» **SELECTED EXTRACT**
----------------------------------------
Thread overview
Strings concatenated at compile time?
May 01, 2014
Unwise
May 01, 2014
anonymous
May 01, 2014
Jonathan M Davis
May 01, 2014
bearophile
May 01, 2014
In the following example from the documentation, are strings concatenated at compile time?

template foo(string s) {
  string bar() { return s ~ " betty"; }
}

void main() {
  writefln("%s", foo!("hello").bar()); // prints: hello betty
}
May 01, 2014
On Thursday, 1 May 2014 at 10:42:36 UTC, Unwise wrote:
> In the following example from the documentation, are strings concatenated at compile time?
>
> template foo(string s) {
>   string bar() { return s ~ " betty"; }
> }
>
> void main() {
>   writefln("%s", foo!("hello").bar()); // prints: hello betty
> }

I guess it's not guaranteed, but constant folding should take care of it, yes.
----------------------------------------
» **DATASET SECTION**
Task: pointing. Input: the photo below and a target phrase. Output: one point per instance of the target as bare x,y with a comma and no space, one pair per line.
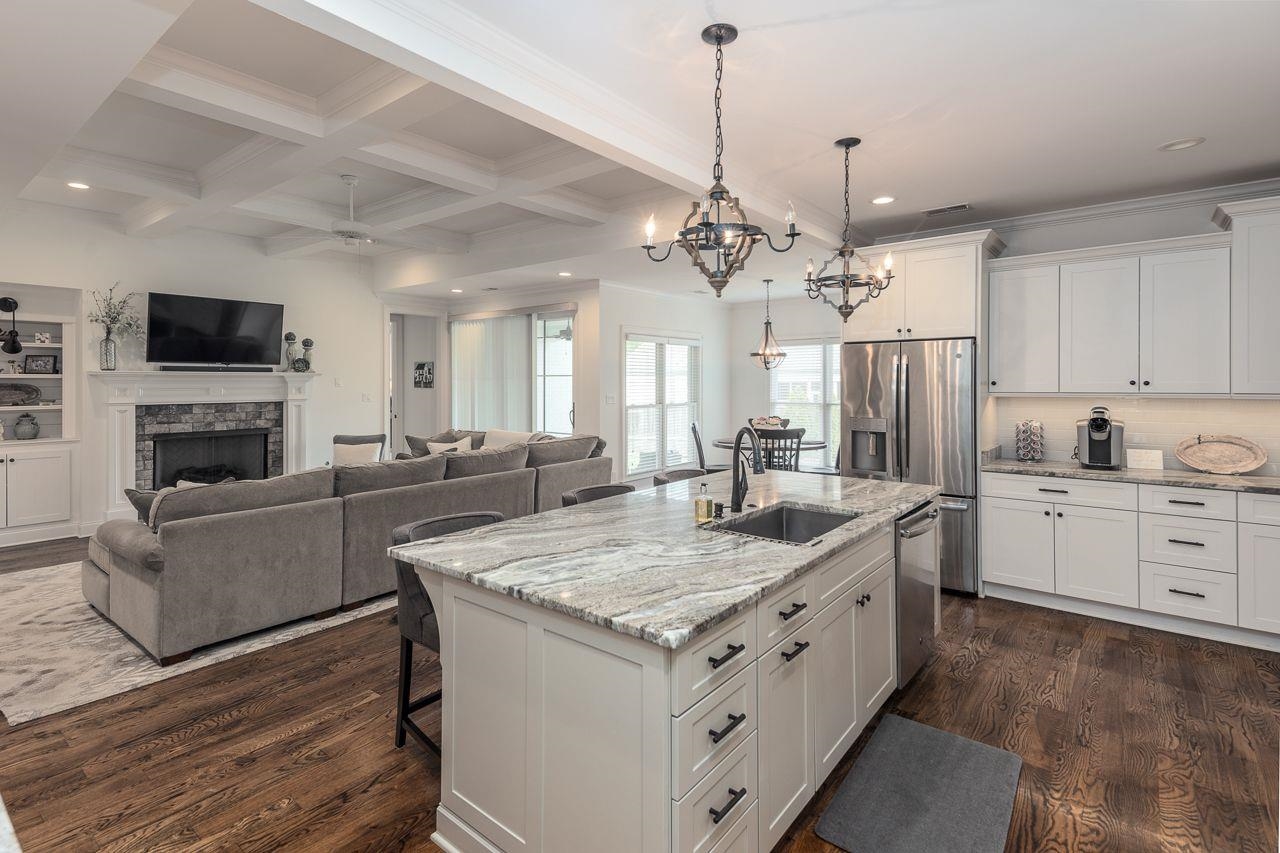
----------------------------------------
» **TASKS AND EXERCISES**
1. In the forum thread on compile-time string concatenation, what does the example program print?
2. Carry the forum thread on compile-time string concatenation forward, picking up after its last reply.
The listing has no connection to the forum thread on compile-time string concatenation.

» **PER-TASK ANSWERS**
1. It prints "hello betty".

2.
May 01, 2014
On Thu, 01 May 2014 11:12:41 +0000
anonymous via Digitalmars-d-learn <digitalmars-d-learn@puremagic.com>
wrote:

> On Thursday, 1 May 2014 at 10:42:36 UTC, Unwise wrote:
> > In the following example from the documentation, are strings concatenated at compile time?
> >
> > template foo(string s) {
> >   string bar() { return s ~ " betty"; }
> > }
> >
> > void main() {
> >   writefln("%s", foo!("hello").bar()); // prints: hello betty
> > }
> 
> I guess it's not guaranteed, but constant folding should take care of it, yes.

If you want it to be guaranteed, you'd do something like

template foo(string s)
{
    enum foo = s ~ " betty";
}

void main()
{
    writeln(foo!"hello");
}

I would hope that the optimizer would have optimized out the concatenation in your example though.

- Jonathan M Davis
May 01, 2014
Jonathan M Davis:

> If you want it to be guaranteed, you'd do something like
>
> template foo(string s)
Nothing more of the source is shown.